* [Problem requirements] For the word "hair", state how many lines below contain it. Give no other text.

* [Extracted data]
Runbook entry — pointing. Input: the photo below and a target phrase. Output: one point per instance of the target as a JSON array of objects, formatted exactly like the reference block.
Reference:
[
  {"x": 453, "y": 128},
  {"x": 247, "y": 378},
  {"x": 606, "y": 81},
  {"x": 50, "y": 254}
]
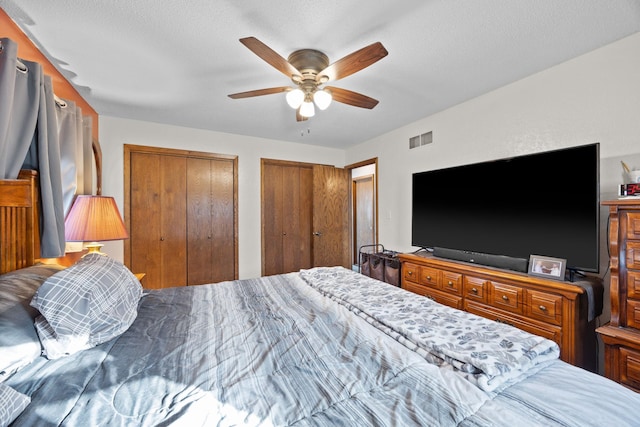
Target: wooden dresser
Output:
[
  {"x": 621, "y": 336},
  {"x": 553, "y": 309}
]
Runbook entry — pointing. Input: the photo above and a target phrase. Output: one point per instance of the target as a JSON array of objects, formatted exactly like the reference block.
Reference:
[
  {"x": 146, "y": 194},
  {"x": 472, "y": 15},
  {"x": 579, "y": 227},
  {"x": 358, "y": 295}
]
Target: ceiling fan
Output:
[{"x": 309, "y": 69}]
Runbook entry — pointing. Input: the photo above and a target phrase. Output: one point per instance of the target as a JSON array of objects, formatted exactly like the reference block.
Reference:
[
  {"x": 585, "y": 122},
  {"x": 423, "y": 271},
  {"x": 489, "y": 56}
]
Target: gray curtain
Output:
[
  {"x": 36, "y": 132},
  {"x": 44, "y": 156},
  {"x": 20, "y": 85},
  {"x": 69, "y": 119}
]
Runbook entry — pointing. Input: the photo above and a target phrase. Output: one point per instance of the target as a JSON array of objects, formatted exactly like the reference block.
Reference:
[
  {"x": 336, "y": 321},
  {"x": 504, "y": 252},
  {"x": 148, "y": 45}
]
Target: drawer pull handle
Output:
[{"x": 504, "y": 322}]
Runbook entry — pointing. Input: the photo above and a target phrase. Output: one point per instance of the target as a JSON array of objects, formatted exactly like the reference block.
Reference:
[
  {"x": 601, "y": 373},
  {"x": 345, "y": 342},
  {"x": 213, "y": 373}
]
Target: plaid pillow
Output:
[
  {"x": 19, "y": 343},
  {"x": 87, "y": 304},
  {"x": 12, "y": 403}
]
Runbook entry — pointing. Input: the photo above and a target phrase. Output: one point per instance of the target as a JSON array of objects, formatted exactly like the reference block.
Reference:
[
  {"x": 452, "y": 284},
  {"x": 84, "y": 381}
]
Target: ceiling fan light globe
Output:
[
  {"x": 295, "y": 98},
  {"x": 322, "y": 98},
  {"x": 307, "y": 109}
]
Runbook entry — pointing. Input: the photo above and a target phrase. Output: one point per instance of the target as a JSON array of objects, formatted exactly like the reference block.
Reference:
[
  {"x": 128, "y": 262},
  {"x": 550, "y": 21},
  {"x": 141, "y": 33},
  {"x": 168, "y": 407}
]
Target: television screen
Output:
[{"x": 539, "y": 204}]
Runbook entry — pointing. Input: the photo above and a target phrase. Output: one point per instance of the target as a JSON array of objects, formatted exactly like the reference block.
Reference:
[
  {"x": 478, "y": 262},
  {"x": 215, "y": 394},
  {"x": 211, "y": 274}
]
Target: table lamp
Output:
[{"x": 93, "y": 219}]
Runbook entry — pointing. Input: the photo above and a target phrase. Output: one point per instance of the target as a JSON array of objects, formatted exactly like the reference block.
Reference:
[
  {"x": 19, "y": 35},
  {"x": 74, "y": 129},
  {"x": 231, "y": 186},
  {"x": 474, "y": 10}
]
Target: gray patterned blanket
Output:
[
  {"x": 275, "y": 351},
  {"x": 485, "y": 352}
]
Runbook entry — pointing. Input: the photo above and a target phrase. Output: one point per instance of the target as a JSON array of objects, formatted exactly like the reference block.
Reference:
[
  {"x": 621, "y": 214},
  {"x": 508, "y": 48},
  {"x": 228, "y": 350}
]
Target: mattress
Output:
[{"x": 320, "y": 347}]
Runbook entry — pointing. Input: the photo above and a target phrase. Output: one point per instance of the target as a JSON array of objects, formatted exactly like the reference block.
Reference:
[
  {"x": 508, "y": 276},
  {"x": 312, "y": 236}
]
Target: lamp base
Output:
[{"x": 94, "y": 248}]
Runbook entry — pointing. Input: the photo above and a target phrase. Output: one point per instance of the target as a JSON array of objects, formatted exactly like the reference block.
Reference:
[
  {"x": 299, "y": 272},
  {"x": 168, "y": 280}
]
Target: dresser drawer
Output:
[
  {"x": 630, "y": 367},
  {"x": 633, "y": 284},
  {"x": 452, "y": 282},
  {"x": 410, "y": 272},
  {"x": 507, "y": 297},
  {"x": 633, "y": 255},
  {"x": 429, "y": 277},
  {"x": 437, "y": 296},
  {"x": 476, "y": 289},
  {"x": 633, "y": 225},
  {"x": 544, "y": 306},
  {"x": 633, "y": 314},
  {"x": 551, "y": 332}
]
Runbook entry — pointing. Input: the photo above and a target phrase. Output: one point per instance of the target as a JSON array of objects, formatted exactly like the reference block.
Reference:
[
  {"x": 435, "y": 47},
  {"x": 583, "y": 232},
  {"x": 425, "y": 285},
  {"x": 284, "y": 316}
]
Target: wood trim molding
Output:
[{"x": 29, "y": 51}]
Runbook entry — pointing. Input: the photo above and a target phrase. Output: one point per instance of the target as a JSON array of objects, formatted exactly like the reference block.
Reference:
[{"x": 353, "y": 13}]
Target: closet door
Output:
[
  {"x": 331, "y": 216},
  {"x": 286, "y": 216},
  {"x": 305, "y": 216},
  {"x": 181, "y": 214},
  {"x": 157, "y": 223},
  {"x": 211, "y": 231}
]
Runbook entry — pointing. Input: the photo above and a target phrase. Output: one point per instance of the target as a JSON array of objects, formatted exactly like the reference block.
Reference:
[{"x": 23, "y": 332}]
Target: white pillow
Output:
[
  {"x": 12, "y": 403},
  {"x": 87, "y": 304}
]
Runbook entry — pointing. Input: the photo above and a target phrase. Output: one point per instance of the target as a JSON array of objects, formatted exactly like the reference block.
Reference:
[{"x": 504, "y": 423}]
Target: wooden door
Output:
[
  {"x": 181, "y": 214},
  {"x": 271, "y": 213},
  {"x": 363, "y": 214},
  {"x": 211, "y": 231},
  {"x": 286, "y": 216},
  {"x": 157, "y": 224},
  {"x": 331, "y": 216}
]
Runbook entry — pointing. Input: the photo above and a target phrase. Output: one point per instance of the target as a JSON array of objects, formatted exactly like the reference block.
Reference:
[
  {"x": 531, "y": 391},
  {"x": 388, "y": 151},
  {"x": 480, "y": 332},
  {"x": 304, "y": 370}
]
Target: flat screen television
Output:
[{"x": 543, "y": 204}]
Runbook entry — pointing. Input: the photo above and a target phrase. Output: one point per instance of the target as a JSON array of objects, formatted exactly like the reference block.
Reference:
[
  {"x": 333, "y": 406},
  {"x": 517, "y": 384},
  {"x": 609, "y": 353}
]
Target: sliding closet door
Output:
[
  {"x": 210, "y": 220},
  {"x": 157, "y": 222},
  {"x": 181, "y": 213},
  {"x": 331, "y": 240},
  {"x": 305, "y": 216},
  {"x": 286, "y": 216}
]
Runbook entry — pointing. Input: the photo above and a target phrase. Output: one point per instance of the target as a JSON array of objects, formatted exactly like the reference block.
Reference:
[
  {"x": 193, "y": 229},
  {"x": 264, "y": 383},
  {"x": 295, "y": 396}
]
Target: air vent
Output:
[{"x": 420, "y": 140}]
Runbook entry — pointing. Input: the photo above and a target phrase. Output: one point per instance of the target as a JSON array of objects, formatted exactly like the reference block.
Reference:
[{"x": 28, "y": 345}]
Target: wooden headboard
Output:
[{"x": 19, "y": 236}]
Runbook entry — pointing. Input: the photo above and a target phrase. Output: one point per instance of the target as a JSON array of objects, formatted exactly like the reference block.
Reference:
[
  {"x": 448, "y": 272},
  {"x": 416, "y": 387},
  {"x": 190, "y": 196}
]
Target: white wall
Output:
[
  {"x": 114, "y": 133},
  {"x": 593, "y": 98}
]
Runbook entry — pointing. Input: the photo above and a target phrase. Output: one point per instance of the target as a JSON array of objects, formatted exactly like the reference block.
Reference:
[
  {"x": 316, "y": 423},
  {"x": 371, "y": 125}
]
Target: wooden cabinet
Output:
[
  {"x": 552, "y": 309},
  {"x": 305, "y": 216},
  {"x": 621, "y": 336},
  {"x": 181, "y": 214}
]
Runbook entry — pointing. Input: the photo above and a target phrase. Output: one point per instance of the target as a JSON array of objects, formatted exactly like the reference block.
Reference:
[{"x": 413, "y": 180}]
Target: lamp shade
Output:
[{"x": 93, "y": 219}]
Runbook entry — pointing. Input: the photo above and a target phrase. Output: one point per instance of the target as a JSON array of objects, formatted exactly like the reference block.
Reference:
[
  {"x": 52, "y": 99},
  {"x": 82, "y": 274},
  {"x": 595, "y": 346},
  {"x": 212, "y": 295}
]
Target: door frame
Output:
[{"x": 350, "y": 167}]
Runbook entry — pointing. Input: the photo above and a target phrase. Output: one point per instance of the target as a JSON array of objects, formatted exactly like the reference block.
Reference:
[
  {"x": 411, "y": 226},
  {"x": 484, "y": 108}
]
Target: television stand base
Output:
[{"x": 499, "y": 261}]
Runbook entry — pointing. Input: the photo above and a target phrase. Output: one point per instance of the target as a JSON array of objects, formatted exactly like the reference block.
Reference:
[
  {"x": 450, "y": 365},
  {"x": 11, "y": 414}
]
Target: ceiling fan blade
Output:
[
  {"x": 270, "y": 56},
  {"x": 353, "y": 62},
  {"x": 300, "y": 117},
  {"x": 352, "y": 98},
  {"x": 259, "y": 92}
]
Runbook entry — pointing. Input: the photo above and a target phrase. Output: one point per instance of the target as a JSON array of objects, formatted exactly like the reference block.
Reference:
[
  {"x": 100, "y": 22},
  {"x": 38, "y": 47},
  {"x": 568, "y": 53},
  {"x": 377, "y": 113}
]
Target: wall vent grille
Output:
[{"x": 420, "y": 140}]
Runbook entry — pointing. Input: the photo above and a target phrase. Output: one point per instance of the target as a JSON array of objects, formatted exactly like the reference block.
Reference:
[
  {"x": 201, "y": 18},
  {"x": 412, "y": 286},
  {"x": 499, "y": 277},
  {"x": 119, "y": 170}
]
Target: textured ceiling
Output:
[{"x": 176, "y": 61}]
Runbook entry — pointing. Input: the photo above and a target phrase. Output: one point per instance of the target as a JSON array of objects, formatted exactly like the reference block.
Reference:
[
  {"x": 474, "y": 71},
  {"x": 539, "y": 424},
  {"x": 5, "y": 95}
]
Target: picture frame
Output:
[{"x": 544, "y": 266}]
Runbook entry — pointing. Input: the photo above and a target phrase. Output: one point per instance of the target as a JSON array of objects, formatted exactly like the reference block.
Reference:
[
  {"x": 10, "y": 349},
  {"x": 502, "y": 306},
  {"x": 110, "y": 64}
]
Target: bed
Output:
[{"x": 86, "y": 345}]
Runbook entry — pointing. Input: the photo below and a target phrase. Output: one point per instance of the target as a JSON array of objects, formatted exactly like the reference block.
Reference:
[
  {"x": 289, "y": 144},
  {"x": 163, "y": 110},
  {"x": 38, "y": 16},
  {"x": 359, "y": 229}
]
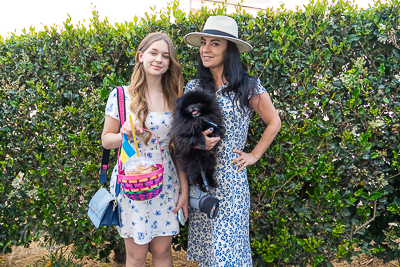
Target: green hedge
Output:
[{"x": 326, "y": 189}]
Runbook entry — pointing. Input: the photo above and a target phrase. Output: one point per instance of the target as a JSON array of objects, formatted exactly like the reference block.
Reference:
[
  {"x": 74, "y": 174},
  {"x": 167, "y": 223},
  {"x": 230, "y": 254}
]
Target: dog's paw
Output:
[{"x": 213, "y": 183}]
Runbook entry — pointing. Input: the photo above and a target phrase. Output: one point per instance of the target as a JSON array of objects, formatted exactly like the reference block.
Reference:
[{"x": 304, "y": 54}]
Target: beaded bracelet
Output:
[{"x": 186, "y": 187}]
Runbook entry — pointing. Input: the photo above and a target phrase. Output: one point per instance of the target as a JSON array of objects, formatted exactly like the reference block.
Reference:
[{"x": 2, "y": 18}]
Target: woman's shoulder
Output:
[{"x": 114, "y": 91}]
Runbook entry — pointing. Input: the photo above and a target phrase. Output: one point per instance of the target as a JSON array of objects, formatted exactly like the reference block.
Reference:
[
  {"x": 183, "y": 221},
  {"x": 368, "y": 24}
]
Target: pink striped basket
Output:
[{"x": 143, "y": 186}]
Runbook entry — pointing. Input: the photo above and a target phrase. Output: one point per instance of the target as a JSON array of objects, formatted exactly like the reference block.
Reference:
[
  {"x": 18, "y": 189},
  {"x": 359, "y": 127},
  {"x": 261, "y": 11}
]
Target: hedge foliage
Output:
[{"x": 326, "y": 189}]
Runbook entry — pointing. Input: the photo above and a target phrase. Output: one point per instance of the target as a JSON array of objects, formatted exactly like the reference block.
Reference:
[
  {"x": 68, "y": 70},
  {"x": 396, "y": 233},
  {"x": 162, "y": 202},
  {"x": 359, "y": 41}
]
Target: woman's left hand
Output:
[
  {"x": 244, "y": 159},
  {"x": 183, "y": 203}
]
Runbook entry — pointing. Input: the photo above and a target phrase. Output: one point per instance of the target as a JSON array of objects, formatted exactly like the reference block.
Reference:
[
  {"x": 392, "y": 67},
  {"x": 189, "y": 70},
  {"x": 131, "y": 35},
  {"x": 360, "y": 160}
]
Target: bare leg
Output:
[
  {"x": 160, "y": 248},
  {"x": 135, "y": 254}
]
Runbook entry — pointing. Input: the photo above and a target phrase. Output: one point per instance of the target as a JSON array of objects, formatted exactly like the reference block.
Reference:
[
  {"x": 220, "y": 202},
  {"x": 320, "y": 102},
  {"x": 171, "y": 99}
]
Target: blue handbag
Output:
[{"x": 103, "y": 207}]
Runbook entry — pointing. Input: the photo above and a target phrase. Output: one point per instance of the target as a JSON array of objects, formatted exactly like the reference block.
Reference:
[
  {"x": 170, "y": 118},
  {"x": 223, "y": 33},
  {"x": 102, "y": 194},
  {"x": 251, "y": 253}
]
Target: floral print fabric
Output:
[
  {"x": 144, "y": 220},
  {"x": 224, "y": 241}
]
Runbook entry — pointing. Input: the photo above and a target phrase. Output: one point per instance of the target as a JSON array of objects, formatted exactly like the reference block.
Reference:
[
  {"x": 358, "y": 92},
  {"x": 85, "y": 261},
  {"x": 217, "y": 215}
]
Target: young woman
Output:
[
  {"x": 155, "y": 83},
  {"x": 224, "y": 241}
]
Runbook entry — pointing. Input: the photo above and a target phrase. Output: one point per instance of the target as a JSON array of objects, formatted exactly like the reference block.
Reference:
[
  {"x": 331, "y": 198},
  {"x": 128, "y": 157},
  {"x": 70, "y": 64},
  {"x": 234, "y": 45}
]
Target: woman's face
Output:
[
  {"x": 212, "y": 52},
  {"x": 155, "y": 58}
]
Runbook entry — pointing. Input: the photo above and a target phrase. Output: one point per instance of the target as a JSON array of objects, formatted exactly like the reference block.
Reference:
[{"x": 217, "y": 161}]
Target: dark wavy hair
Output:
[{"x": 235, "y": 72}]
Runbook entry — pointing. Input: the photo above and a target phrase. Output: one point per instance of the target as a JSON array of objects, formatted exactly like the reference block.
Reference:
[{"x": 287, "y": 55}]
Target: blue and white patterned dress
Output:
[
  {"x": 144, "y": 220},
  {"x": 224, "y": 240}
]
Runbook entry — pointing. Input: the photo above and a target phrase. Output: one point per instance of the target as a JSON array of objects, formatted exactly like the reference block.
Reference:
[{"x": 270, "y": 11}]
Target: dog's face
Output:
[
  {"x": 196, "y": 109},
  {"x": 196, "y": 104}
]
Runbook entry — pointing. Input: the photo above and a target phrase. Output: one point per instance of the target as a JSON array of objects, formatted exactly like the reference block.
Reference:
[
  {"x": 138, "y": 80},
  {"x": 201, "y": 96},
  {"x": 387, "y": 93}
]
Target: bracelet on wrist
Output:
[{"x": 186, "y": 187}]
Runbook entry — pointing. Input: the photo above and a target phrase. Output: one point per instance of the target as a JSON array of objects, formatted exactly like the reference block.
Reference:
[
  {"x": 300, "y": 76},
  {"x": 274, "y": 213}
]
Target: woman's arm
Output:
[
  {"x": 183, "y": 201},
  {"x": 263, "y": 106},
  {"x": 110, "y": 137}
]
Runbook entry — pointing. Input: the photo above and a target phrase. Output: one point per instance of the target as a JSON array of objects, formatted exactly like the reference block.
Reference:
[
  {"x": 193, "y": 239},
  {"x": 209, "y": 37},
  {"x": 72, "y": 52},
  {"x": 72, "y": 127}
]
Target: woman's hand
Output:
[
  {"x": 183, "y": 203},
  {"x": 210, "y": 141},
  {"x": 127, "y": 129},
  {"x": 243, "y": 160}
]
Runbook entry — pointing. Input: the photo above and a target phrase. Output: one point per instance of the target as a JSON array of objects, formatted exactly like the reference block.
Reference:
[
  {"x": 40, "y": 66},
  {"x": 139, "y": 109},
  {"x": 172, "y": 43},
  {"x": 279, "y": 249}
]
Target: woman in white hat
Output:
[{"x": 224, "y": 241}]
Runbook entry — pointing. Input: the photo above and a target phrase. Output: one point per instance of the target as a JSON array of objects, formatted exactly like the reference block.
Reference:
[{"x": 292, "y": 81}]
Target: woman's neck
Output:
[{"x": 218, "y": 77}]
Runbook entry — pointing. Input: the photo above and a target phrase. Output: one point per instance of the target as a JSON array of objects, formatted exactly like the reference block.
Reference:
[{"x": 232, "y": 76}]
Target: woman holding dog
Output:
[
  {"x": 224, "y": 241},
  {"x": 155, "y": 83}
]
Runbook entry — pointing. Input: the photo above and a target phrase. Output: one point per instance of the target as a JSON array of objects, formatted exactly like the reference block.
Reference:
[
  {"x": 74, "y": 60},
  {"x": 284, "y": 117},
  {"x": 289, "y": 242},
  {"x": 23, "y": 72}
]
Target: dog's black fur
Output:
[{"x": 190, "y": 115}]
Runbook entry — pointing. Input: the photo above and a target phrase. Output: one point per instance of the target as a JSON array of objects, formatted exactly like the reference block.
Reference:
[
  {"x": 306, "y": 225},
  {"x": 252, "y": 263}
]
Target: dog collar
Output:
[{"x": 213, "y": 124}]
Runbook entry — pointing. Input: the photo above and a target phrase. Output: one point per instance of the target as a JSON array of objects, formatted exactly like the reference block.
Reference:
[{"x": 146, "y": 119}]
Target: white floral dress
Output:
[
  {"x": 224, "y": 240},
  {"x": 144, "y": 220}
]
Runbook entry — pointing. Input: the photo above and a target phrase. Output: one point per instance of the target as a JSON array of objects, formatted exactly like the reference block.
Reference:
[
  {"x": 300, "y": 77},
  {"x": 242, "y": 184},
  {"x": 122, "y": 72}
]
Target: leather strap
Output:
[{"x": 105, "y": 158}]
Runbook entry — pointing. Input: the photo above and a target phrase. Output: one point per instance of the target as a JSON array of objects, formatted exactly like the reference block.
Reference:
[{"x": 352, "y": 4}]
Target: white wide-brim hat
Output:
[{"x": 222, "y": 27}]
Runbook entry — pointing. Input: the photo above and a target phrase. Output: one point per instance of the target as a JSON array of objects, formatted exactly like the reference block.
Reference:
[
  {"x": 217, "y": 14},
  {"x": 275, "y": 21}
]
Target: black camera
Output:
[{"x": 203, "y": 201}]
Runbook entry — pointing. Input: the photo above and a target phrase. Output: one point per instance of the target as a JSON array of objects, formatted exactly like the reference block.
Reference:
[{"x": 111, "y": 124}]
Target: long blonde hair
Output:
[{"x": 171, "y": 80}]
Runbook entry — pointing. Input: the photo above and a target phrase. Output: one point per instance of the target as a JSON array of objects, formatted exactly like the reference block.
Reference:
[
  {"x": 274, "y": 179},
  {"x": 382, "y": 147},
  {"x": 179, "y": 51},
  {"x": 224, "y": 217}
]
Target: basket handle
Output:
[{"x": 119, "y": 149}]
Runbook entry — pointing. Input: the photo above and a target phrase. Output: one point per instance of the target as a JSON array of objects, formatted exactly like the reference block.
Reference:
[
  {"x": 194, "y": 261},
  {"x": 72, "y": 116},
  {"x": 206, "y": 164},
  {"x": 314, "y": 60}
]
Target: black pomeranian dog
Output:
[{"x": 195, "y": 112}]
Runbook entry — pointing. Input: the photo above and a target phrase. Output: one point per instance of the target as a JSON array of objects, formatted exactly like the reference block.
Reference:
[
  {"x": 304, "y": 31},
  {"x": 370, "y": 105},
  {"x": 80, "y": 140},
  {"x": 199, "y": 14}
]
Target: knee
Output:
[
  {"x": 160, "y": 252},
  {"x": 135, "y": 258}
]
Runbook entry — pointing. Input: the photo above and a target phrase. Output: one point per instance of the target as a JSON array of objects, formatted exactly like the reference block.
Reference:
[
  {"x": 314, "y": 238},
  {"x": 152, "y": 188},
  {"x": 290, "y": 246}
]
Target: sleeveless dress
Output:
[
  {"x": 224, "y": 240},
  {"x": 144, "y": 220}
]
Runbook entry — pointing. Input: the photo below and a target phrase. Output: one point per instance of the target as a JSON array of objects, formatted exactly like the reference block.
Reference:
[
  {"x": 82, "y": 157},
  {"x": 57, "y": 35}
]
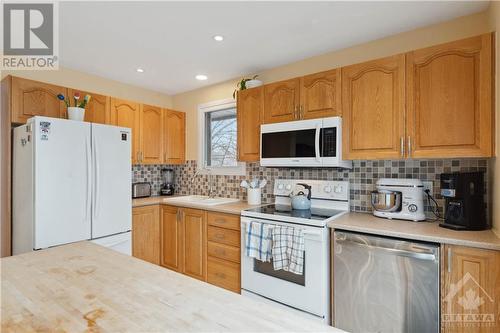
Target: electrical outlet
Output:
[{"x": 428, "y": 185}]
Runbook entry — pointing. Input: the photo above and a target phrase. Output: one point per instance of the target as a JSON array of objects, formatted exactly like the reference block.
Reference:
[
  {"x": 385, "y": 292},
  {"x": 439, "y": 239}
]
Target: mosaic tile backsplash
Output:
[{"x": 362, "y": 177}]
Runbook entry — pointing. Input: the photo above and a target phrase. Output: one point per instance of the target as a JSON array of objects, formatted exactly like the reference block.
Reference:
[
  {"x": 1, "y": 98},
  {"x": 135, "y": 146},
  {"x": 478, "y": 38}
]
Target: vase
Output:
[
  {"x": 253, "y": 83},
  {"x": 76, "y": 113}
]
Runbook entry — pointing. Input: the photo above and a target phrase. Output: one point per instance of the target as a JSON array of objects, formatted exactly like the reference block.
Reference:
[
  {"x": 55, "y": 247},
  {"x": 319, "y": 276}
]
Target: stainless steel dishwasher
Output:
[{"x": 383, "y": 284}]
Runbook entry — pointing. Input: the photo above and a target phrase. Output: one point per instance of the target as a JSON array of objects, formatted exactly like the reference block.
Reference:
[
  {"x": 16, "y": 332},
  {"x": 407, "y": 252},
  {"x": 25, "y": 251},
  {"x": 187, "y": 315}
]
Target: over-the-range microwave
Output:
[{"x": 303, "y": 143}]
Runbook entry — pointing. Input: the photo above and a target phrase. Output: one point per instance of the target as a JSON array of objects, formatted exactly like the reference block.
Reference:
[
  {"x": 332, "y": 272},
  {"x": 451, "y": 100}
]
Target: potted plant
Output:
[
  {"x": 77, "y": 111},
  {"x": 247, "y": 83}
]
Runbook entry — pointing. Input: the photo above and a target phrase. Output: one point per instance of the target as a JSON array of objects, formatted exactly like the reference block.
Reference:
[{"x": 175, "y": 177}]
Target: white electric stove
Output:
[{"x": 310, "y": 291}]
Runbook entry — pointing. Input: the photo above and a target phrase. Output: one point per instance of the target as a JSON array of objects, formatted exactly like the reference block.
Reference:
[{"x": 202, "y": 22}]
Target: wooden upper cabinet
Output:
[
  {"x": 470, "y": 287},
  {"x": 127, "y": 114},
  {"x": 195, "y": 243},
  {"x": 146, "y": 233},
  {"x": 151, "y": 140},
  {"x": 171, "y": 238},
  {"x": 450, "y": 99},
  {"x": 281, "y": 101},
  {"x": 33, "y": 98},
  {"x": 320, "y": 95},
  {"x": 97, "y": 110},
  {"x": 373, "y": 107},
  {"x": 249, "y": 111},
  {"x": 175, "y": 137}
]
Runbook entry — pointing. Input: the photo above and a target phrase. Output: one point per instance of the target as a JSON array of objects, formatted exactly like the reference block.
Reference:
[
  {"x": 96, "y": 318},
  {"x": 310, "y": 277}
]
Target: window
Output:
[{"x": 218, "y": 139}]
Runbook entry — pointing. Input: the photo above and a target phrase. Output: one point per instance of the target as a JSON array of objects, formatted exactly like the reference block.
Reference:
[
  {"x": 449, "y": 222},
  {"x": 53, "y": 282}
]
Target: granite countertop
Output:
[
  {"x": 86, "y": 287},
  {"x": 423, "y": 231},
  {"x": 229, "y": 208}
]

* [Response area] 2